▸ Goal: Render each line of the items below as a JSON list of strings, with one string per line. Skip blank lines and omit the pictures.
************
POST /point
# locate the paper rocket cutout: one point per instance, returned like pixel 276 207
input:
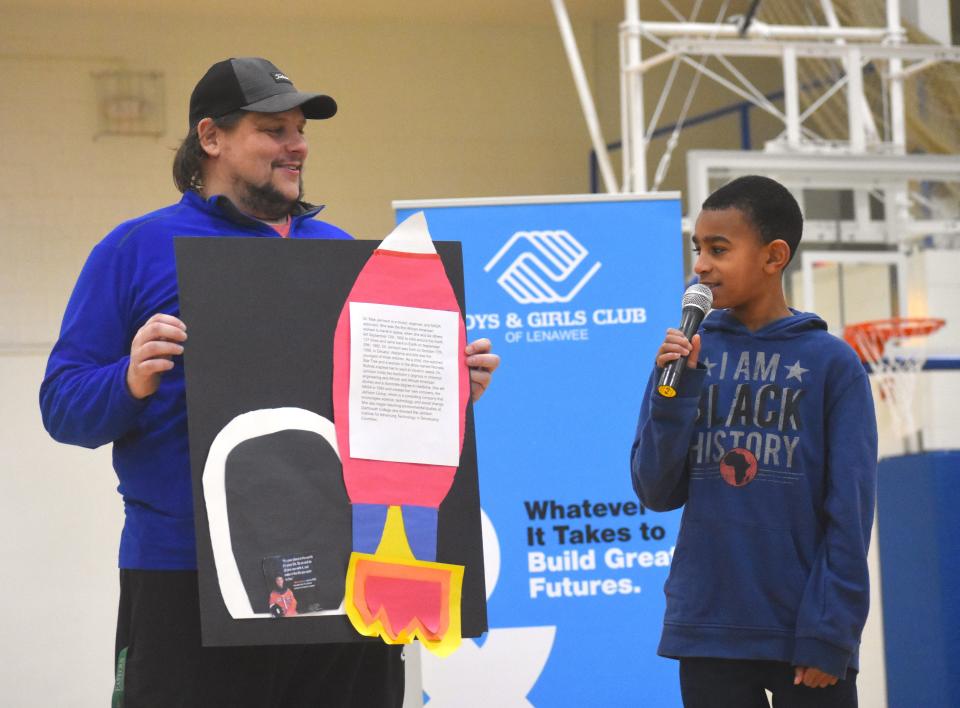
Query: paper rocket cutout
pixel 390 593
pixel 405 271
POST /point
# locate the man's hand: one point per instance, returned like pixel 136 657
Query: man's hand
pixel 482 365
pixel 152 351
pixel 675 345
pixel 812 677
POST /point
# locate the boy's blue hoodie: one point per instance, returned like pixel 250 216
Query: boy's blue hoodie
pixel 771 448
pixel 130 276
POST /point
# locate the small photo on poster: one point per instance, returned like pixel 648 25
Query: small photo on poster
pixel 291 585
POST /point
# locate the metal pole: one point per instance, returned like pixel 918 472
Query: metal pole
pixel 586 99
pixel 626 149
pixel 707 29
pixel 897 120
pixel 791 96
pixel 637 181
pixel 858 137
pixel 869 126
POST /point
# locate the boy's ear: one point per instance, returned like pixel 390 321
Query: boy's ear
pixel 778 255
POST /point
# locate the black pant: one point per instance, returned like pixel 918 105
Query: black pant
pixel 736 683
pixel 161 663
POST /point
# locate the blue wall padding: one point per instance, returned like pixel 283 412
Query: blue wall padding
pixel 919 521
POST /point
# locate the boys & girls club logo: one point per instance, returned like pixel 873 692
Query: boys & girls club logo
pixel 543 267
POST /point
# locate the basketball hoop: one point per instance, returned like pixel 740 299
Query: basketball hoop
pixel 895 371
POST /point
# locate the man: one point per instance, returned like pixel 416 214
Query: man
pixel 115 376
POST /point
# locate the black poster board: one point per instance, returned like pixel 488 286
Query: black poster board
pixel 260 317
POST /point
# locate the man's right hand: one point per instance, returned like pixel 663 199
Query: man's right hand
pixel 675 345
pixel 152 351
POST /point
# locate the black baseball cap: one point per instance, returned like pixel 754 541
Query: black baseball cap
pixel 252 84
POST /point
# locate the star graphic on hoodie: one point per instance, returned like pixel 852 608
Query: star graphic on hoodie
pixel 795 372
pixel 707 363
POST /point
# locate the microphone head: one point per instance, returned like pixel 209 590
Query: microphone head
pixel 698 296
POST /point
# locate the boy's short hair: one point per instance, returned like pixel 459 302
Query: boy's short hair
pixel 766 204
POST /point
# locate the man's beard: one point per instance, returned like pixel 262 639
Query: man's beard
pixel 264 201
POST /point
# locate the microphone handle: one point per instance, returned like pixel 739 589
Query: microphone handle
pixel 670 378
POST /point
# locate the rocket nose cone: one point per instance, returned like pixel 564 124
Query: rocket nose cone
pixel 410 236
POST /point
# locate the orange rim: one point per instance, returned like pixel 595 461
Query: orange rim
pixel 869 338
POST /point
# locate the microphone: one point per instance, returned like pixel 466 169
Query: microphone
pixel 697 301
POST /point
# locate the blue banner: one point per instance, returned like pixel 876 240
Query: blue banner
pixel 575 295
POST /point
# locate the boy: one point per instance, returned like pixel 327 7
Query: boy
pixel 771 448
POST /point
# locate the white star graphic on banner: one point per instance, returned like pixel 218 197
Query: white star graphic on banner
pixel 795 372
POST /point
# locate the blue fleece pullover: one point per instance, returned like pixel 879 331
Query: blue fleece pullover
pixel 84 399
pixel 771 448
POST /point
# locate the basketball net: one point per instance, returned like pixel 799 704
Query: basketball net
pixel 894 368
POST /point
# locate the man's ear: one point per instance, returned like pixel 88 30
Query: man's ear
pixel 209 135
pixel 778 255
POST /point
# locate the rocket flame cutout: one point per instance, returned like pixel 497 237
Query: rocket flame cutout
pixel 391 593
pixel 395 596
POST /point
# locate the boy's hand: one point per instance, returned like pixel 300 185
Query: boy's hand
pixel 482 364
pixel 812 677
pixel 675 346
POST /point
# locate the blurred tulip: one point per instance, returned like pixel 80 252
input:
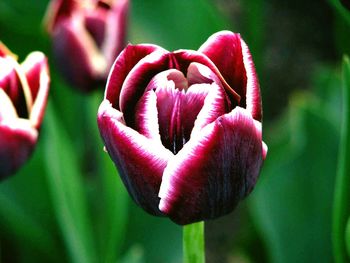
************
▸ Task response:
[
  "POST /point",
  "# locate the paper rocket cutout: one point per instance, returned like pixel 276 207",
  "input:",
  "Query: paper rocket cutout",
  "pixel 390 593",
  "pixel 405 271",
  "POST /point",
  "# locate the man's hand: one point per instance, returned like pixel 136 657",
  "Query: man's hand",
  "pixel 482 365",
  "pixel 152 351",
  "pixel 675 345",
  "pixel 812 677",
  "POST /point",
  "# locate the boy's blue hoodie: one point per instance, returned like pixel 250 216",
  "Query: boy's blue hoodie",
  "pixel 771 448",
  "pixel 130 276",
  "POST /point",
  "# locate the small photo on poster: one point per instance, returned like pixel 648 25",
  "Query: small photo on poster",
  "pixel 291 585",
  "POST /point",
  "# locate the metal pole: one point per instance, returned like pixel 918 472",
  "Query: metal pole",
  "pixel 586 99",
  "pixel 626 149",
  "pixel 707 29",
  "pixel 897 120",
  "pixel 791 96",
  "pixel 637 181",
  "pixel 858 137",
  "pixel 869 126",
  "POST /point",
  "# locate the boy's ear: one point per instance, returned like pixel 390 321",
  "Query: boy's ear",
  "pixel 778 255",
  "POST /point",
  "# locate the black pant: one point per instance, returned like pixel 918 105",
  "Query: black pant",
  "pixel 736 683",
  "pixel 161 663",
  "POST /point",
  "# locate the blue wall padding: one point per instance, returned like pixel 283 412",
  "Query: blue wall padding",
  "pixel 919 521",
  "POST /point",
  "# locate the boys & girls club logo: one point per instance, returned like pixel 873 692",
  "Query: boys & girls club logo",
  "pixel 543 267",
  "POST /point",
  "# locate the basketball hoop: one point per instance, returned like pixel 740 299",
  "Query: basketball hoop",
  "pixel 895 371",
  "POST /point",
  "# locate the man: one point per instance, returned like pixel 416 214",
  "Query: man",
  "pixel 115 376",
  "POST /point",
  "# locate the black poster board: one point per instance, returned like pixel 488 286",
  "Query: black poster board",
  "pixel 260 317",
  "POST /point",
  "# locate the man's right hand: one point per instance, returned like pixel 663 199",
  "Query: man's right hand",
  "pixel 675 345",
  "pixel 152 351",
  "POST /point",
  "# locate the black baseball cap: one point per instance, returned like pixel 754 541",
  "Query: black baseball cap",
  "pixel 252 84",
  "POST /point",
  "# locate the star graphic on hoodie: one point per instance, returned like pixel 852 608",
  "Query: star graphic on hoodie",
  "pixel 795 372",
  "pixel 707 363",
  "POST /point",
  "# locate the microphone head: one point per instance, returned like pixel 209 590",
  "Query: microphone head",
  "pixel 698 296",
  "POST /point",
  "# locate the boy's short hair: one point per instance, returned like pixel 459 302",
  "Query: boy's short hair",
  "pixel 766 204",
  "POST /point",
  "# locate the man's beard: one point per instance, returned like pixel 262 639",
  "Query: man's beard",
  "pixel 264 201",
  "POST /point",
  "# locate the microphone handle: one point per instance, returned like pixel 739 589",
  "Query: microphone handle",
  "pixel 670 378",
  "POST /point",
  "# locate the rocket nose cone: one point per instance, returned like pixel 564 124",
  "Query: rocket nose cone",
  "pixel 410 236",
  "POST /point",
  "# locate the orange rim: one point per instance, returned like pixel 595 461",
  "Query: orange rim",
  "pixel 869 338",
  "POST /point",
  "# locate the microphone: one point per instance, returned like pixel 466 169",
  "Query: microphone",
  "pixel 697 301",
  "POST /point",
  "# locate the blue banner: one point per instance, returned like pixel 876 240",
  "Query: blue banner",
  "pixel 575 295",
  "POST /point",
  "# locate the boy: one point per instance, returned like pixel 327 7",
  "Query: boy",
  "pixel 771 448",
  "POST /point",
  "# locate the white star graphic on banner: one point per instance, returned like pixel 218 197",
  "Query: white star graphic on banner",
  "pixel 795 372",
  "POST /point",
  "# locate the blue fleece pullover: one point per instance, returned like pixel 879 331",
  "Query: blue fleece pullover",
  "pixel 84 399",
  "pixel 771 448",
  "POST /point",
  "# locate the basketball net: one point per instance, returned like pixel 799 704",
  "Query: basketball net",
  "pixel 894 368",
  "POST /point",
  "# locate the man's ear: one point per instance, returned like pixel 88 30",
  "Query: man's ear",
  "pixel 209 135",
  "pixel 778 255",
  "POST /point",
  "# locate the rocket flame cutout: one point per instance, returned like pixel 497 237",
  "Query: rocket flame cutout",
  "pixel 391 593",
  "pixel 395 596",
  "POST /point",
  "# locate the boy's hand: one point per instance, returned like pixel 300 185",
  "Query: boy's hand",
  "pixel 482 364",
  "pixel 812 677",
  "pixel 675 346",
  "POST /point",
  "# locate the blurred tulip: one point per instance, returned like pixel 80 252",
  "input:"
]